Problem: Print each entry word for word without images.

Data provided:
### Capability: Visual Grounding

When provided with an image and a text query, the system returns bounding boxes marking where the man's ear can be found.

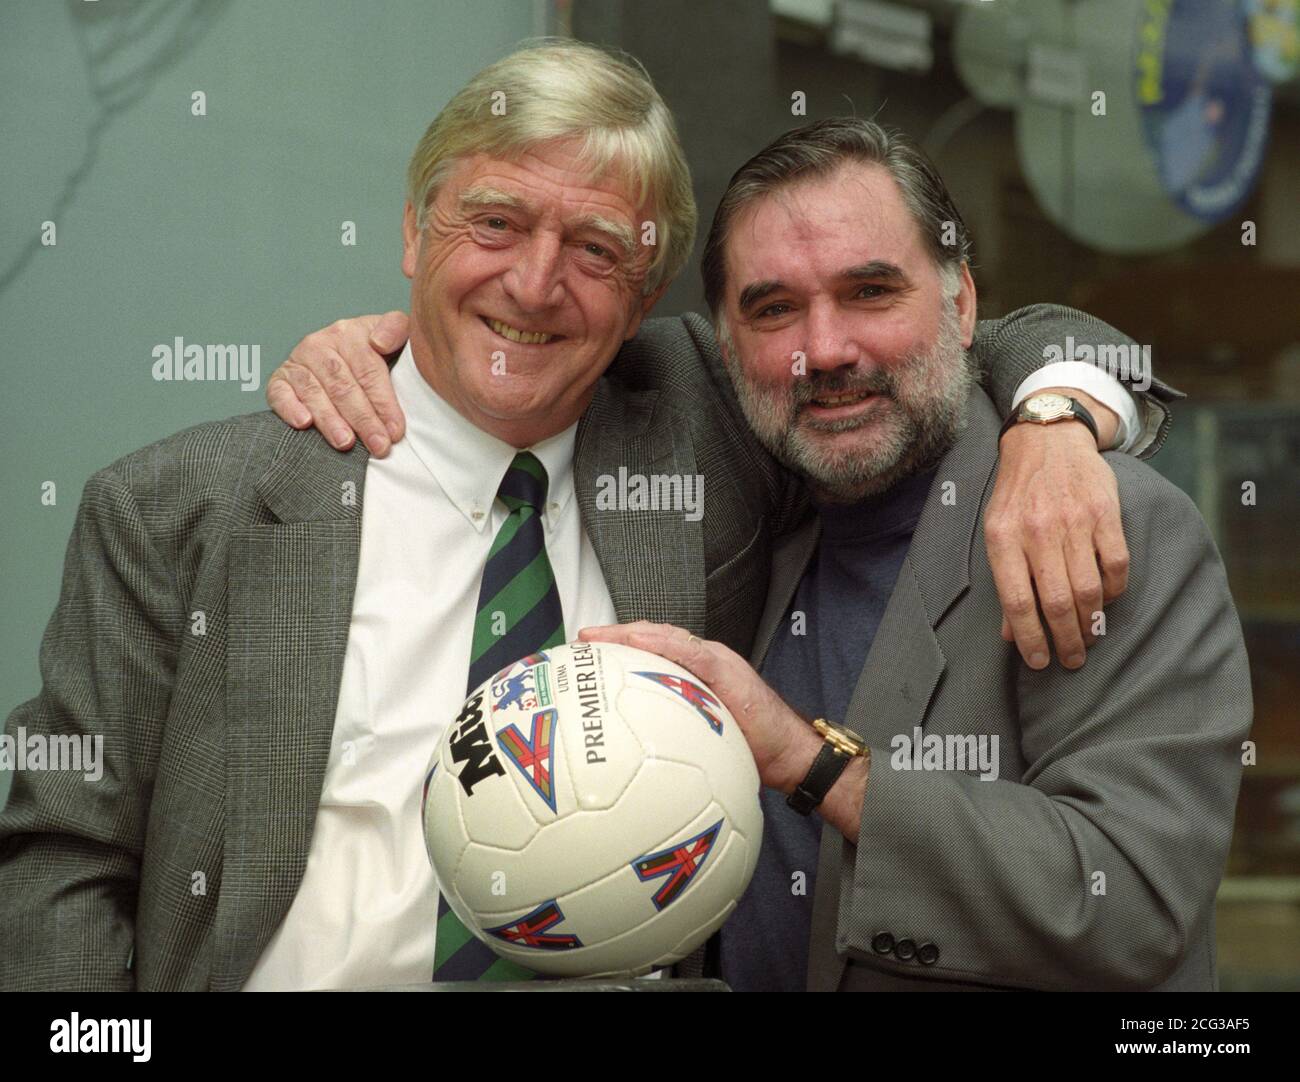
[623,282,670,341]
[955,261,978,348]
[712,312,732,365]
[401,202,420,280]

Solution below:
### Capability: Visual Grounding

When provided with an image and a text query, the system returns bounding boxes marking where the man's ear can be found.

[623,282,670,341]
[955,261,978,348]
[712,312,732,365]
[401,202,420,280]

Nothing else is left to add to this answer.